_課題_: 本文によると、従業員の請求に反論の余地があるかを検討する際は、どのような資料を基にする必要がありますか。

_本文_:
----------------------------------------
労務

従業員から残業代を請求されたら?企業がとるべき対応と反論する際のポイント

横浜法律事務所 所長 弁護士 伊東 香織

監修弁護士 伊東 香織弁護士法人ALG&Associates 横浜法律事務所 所長 弁護士

  • 残業代請求対応、未払い賃金対応

従業員が在職中だけでなく、退職後に、従業員から残業代を請求されることがあります。従業員から残業代を請求された場合には、会社としても、残業代が発生しているのか未払いの残業代はあるのかなどの回答をする必要があります。

本ページでは、従業員から残業代の請求をされた場合に、会社が行うべき対応や反論する際のポイントを説明します。

目次

従業員から残業代を請求された場合の対応

従業員の請求に反論の余地があるかを検討する

従業員から残業代をされた場合には、従業員が主張している内容を確認したうえで、その従業員に残業代が発生しているのか、支払うべき残業代があるか、法的評価に差異がないかなどを検討します。ここでは、雇用契約書やタイムカード等の客観的な資料を基に、検討する必要があります。

支払い義務のある残業代を計算する

雇用契約書やタイムカード等の資料を基に、従業員が主張している残業代が発生している場合には、残業代を支払う必要があります。そのため、タイムカード等の労働時間がわかる資料と基に、従業員に支払うべき残業代の金額を計算します。
----------------------------------------
_データ一覧_:
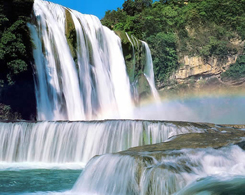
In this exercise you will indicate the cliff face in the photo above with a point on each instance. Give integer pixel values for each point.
(194, 70)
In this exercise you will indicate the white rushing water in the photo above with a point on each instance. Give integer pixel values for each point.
(95, 85)
(138, 45)
(126, 174)
(149, 73)
(78, 142)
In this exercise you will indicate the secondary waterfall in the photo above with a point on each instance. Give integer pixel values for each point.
(69, 142)
(124, 174)
(80, 68)
(141, 50)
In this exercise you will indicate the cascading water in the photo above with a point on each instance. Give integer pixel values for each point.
(78, 142)
(125, 174)
(147, 65)
(148, 71)
(93, 86)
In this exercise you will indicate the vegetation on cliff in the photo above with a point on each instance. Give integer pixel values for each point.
(16, 74)
(174, 28)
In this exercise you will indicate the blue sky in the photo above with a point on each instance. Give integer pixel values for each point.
(95, 7)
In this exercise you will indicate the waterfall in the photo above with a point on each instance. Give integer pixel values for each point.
(149, 73)
(83, 83)
(146, 63)
(78, 142)
(144, 174)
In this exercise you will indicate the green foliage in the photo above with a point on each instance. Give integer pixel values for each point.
----------------------------------------
_解答例_: 雇用契約書やタイムカード等の客観的な資料を基にする必要があります。